Document section:
--- START ---

Patient education

Understanding Shared Decision Making, and How to Practice It When the Answer Is Not Obvious

Shared decision making is the practice of two experts meeting over one decision, where the clinician brings what the evidence can and cannot say, the patient brings what matters to their own life, and the choice is built from both rather than handed down.

Shared decision making is the practice of two experts meeting over one decision, where the clinician brings what the evidence can and cannot say, the patient brings what matters to their own life, and the choice is built from both rather than handed down. It is not a clinician softening bad news, and it is not a patient left alone with a pamphlet to choose. It belongs wherever reasonable options lead to different lives rather than to one clearly better outcome, which is far more often than most consultations admit. This is general education and not medical advice, so use it to prepare for a real conversation with a qualified clinician who knows your history.

I spend my working life reading evidence, and the deeper I go the clearer one thing becomes. Much of medicine does not offer a single right answer that a study can settle for everyone.

What shared decision making actually is

The idea rests on a simple division of expertise. A clinician knows the medicine, the odds, and the range of what usually happens. Only the patient knows what those outcomes are worth to the person who has to live inside them.

Shared decision making joins those two kinds of knowledge on purpose. The clinician lays out the genuine options, including doing nothing for now, and what is known about the benefits and harms of each. The patient weighs those against a life the clinician cannot see from the outside.

It differs from the two failures it sits between. Old paternalism gave the patient the clinician's preference dressed as the only choice. A hands-off version dumps facts on the patient and calls the abandonment respect. The shared version keeps both people in the room and at work.

Why it matters most where evidence is uncertain

Some decisions really do have one answer, and there shared decision making is a courtesy rather than the point. When a treatment clearly prevents grave harm at little cost, a clinician should recommend it plainly.

The interesting cases are the ones where the evidence runs out before the decision does. A trial can tell you a treatment lowers a risk on average, yet say nothing about whether the tradeoff suits you in particular. That gap between what a study measured and what you must decide is where honest sharing earns its place.

My own research has taught me how personal that gap can be. A meta-analysis I co-authored in Diabetes Care, on ethnic differences in insulin sensitivity and response, showed that a single average can hide people who respond quite differently underneath it. An average starts a conversation; it does not deliver a verdict on any one person.

Why it matters most where preferences differ

There is a second kind of case where sharing is essential, and it has nothing to do with missing data. Sometimes the evidence is solid, yet two reasonable people would still choose differently because they value the outcomes differently.

Consider a choice between two paths that carry the same overall risk but distribute it differently. One offers a quieter present with a heavier possible future, the other a harder present with a lighter one. No study can rank those for you, because the ranking lives in what you fear and what you hope for.

These are often called preference sensitive decisions, and they are common. The right choice for a person raising young children may differ from the right choice for someone whose priority is to avoid a long recovery, even when their bodies and odds are identical.

--- END ---

Listed entries:
--- START ---

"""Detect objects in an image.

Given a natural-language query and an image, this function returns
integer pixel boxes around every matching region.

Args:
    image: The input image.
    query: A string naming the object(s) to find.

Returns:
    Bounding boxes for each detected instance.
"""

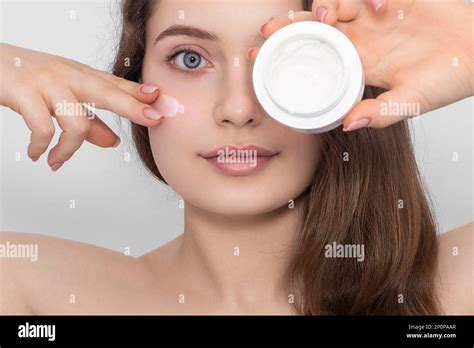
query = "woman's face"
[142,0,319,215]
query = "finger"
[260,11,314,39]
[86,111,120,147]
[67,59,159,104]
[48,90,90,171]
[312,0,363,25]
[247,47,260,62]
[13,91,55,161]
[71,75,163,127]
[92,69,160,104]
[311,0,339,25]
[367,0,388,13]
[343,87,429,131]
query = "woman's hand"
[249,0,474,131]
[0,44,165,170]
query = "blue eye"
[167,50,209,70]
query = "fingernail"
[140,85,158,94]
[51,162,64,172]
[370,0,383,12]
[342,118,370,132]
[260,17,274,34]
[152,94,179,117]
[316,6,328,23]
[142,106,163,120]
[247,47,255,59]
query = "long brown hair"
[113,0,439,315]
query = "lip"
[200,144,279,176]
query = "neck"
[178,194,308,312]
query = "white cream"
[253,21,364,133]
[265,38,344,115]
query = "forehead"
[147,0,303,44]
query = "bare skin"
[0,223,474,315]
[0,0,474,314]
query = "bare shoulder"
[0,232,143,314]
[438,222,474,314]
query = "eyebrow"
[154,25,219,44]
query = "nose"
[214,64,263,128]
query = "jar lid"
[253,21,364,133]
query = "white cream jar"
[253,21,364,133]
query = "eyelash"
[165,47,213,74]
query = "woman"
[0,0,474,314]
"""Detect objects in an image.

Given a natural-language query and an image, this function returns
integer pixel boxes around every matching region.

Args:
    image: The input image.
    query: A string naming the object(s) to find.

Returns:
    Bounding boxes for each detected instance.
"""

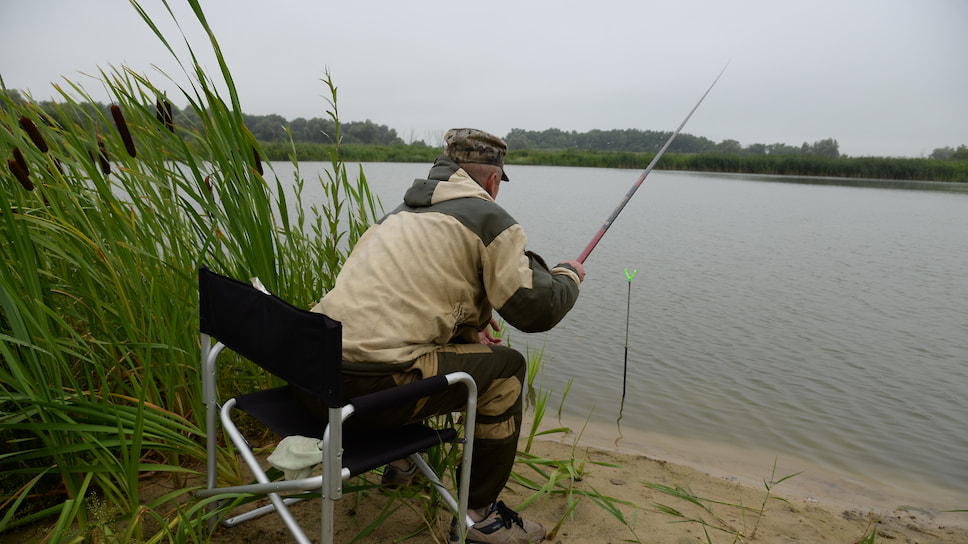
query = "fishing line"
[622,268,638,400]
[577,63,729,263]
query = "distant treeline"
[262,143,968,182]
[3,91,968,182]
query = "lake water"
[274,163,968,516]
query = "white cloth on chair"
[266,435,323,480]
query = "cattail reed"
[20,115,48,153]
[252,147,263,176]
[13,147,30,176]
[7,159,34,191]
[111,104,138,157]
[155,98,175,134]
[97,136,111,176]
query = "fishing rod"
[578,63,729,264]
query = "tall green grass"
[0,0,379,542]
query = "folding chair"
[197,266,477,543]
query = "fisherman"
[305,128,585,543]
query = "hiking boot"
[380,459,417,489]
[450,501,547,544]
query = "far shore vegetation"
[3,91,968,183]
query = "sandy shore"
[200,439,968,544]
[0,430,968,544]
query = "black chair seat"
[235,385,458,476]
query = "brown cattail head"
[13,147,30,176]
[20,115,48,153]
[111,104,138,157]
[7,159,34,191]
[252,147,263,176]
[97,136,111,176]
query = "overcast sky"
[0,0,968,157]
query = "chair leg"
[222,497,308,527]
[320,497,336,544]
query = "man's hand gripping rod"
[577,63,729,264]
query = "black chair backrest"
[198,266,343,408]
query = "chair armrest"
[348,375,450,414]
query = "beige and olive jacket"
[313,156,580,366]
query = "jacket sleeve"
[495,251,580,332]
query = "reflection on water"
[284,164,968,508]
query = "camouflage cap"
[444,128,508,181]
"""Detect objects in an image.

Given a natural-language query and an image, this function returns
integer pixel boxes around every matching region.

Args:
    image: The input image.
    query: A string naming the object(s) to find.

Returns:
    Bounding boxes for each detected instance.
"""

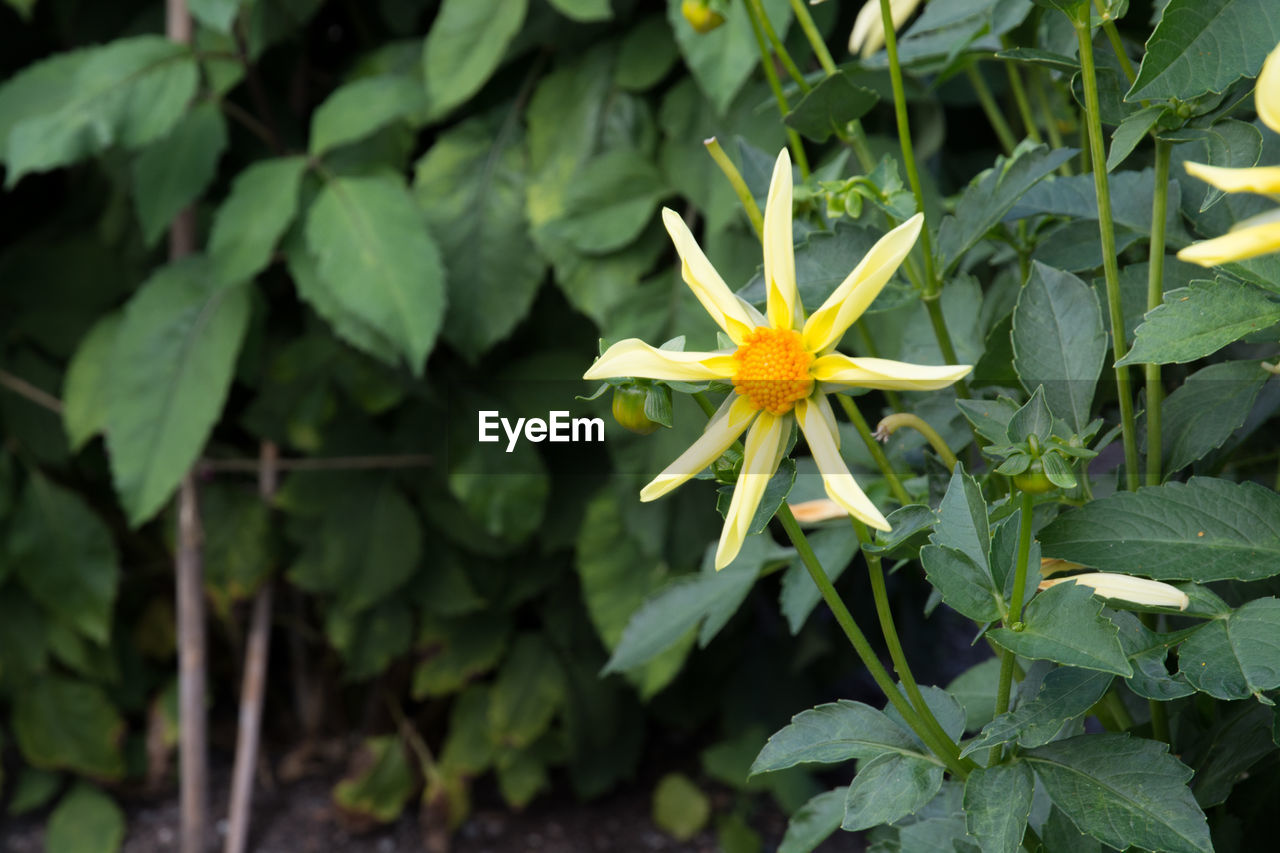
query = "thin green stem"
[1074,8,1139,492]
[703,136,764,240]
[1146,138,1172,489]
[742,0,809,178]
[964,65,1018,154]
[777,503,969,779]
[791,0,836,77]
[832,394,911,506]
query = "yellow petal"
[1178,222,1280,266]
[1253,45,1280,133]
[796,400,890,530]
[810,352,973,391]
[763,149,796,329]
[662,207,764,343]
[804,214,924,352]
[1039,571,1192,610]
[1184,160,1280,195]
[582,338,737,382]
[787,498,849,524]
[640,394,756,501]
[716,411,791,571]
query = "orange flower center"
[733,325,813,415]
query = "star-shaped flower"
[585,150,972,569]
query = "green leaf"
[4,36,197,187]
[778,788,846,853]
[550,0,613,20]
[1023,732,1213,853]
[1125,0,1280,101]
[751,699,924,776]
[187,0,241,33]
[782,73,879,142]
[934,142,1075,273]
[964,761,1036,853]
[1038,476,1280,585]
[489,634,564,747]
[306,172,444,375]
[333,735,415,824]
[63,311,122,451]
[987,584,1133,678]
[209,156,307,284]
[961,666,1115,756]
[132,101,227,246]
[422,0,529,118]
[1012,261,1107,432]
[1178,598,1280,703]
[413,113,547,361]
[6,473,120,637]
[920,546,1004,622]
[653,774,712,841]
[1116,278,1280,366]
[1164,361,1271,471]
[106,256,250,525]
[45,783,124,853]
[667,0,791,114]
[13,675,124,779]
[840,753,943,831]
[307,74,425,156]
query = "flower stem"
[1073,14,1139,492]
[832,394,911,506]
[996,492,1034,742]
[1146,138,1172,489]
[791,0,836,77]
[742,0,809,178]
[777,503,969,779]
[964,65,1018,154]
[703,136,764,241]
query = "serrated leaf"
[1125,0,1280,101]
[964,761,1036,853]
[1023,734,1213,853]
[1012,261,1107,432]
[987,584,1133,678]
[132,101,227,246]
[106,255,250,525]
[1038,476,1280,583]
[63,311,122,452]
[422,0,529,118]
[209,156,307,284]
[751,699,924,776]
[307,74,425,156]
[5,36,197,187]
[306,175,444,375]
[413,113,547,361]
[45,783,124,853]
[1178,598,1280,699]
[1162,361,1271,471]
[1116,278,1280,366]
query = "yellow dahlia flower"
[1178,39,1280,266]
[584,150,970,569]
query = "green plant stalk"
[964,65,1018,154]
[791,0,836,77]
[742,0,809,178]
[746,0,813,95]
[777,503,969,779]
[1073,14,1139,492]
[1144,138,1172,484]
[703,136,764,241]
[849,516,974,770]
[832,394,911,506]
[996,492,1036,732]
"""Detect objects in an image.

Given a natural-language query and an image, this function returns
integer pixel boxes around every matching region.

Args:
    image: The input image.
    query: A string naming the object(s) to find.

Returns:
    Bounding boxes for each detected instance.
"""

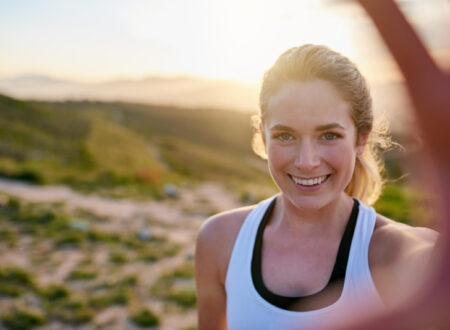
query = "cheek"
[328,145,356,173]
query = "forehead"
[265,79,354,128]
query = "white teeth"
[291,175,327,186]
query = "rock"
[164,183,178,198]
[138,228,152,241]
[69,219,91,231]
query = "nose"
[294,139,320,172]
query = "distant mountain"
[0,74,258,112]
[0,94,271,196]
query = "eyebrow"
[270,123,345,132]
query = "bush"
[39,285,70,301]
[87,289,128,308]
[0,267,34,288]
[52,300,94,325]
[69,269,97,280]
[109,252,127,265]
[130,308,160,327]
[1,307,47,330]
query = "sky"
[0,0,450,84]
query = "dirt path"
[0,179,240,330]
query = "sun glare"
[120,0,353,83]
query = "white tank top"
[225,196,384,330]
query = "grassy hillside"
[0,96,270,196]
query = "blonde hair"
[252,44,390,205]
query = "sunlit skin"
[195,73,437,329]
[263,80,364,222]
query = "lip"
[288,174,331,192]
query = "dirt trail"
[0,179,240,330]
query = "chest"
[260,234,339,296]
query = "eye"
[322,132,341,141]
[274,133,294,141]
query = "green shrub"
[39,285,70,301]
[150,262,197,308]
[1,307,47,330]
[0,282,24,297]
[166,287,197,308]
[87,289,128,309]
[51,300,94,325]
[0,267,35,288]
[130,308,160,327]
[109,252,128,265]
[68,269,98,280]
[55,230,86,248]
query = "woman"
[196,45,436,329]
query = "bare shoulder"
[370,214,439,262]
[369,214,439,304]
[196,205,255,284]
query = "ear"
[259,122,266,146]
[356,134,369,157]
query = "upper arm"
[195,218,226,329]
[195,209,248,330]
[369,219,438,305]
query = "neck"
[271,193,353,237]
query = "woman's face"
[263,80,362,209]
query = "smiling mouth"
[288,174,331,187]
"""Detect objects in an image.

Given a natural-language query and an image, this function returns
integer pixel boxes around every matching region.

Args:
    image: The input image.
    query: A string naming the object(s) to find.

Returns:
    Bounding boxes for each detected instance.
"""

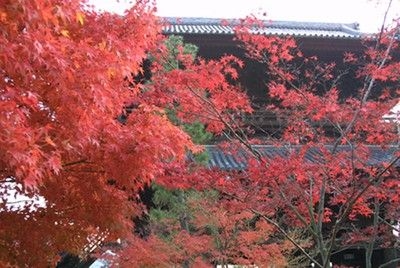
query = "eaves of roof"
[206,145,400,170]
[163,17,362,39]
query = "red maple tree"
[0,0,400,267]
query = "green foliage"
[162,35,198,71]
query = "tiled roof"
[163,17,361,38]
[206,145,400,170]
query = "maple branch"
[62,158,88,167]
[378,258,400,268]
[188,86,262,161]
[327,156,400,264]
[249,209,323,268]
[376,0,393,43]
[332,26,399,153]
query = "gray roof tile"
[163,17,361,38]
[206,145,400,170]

--- END ---

Problem 1:
Answer these questions using the patient education text on shared decision making:
(a) What does the text say only the patient knows?
(b) In which journal did the meta-analysis on ethnic differences in insulin sensitivity and response appear?
(c) What are decisions called when the evidence is solid but two reasonable people would still choose differently because they value the outcomes differently?
Problem 2:
Extend the patient education text on shared decision making, beginning after its final sentence.

Reply 1:
(a) Only the patient knows what the outcomes are worth to the person who has to live inside them.
(b) Diabetes Care.
(c) Preference sensitive decisions.

Reply 2:
How clinicians can practice it well

The first move is to name that a real choice exists. Patients often assume the plan is already fixed, so a clinician who says plainly that there is more than one reasonable path opens a door the patient did not know existed.

The second move is to present options in a form a person can actually hold. Numbers help when they are framed honestly, which means giving the chance of benefit and the chance of harm in the same terms, and using plain frequencies rather than relative changes that inflate small effects. Well made decision aids that lay out options side by side can carry this load without turning the visit into a lecture.

The third move is to ask what matters and then wait for the answer. A clinician who asks about a patient's goals, and listens without steering, learns the one thing no chart contains. The aim is a decision the patient understands well enough to explain back, and can live with even if the outcome disappoints.

How patients can practice it well

You do not need to be a scientist to take your seat in this conversation. A few questions do most of the work, and clinicians who value sharing will welcome them.

Ask what your real options are, including waiting, and what happens if you do nothing for now. Ask for the benefits and harms of each in the same plain terms, and what the chance is that the treatment helps someone like you rather than the average patient. Ask which parts are settled by evidence and which come down to what you prefer, so you know where your own judgment carries the weight.

Then say out loud what you are optimizing for. Whether it is more time, less time in hospital, a clearer head, or a smaller chance of the worst case, naming it lets the clinician match the medicine to your life instead of guessing.

Where this is heading

Tools are starting to support these conversations rather than replace them. A well designed decision aid can turn a wall of statistics into a picture a family can discuss at the kitchen table, and newer systems can tailor that picture to a person's own risk.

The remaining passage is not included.